Copy word for word the lines from the one containing "of the khaki" through the last line of the records, including both ends.

==== Data for this exercise

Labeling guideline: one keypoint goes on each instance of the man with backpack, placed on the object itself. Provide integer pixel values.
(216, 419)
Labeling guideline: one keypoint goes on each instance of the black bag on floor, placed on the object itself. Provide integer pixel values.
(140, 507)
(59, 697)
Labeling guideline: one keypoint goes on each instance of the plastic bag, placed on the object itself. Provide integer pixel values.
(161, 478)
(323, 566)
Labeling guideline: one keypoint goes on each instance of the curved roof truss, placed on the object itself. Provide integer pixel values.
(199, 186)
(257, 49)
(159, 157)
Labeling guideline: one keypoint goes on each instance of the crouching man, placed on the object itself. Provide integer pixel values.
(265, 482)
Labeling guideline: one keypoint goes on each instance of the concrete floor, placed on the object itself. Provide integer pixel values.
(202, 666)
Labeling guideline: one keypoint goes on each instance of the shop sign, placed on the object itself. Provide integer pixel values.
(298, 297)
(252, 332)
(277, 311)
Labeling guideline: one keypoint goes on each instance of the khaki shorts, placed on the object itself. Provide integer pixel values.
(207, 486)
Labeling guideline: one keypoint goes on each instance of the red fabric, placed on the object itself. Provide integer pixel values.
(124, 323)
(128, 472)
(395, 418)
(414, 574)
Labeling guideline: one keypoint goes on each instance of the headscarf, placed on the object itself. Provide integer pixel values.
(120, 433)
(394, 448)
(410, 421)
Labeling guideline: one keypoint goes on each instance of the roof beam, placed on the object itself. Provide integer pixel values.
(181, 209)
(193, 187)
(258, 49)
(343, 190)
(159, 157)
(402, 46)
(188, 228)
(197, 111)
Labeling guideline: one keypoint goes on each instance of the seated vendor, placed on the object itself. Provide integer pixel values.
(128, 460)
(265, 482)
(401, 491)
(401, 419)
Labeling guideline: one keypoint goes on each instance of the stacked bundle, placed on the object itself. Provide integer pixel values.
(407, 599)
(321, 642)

========

## Complete response
Labeling guideline: one keypoint goes on each instance of the khaki shorts, placed on the object itself. Provide integer pixel values.
(207, 486)
Labeling guideline: one keypoint goes on each instance of the red fabric, placed on the object itself. Provide integer pixel values.
(124, 323)
(128, 472)
(395, 418)
(414, 574)
Labeling guideline: one keypoint goes on each instance of the headscarf, placed on the object itself. Provide integer pixel values.
(120, 433)
(394, 448)
(410, 421)
Labeling guideline: one keypoint goes on each instance of the roof beam, placed on the object itself. Provide integer pixel values.
(181, 209)
(193, 187)
(258, 49)
(343, 190)
(159, 157)
(402, 46)
(188, 228)
(197, 111)
Labeling guideline: one keypoint goes on each instance of the seated vendor, placed on the object itself. Provide integer pixel values.
(128, 460)
(265, 482)
(401, 491)
(401, 419)
Labeling guideline: one keypoint goes on each instance of the stacked bundle, placed on the object itself. Provide integer pixel values.
(407, 599)
(321, 642)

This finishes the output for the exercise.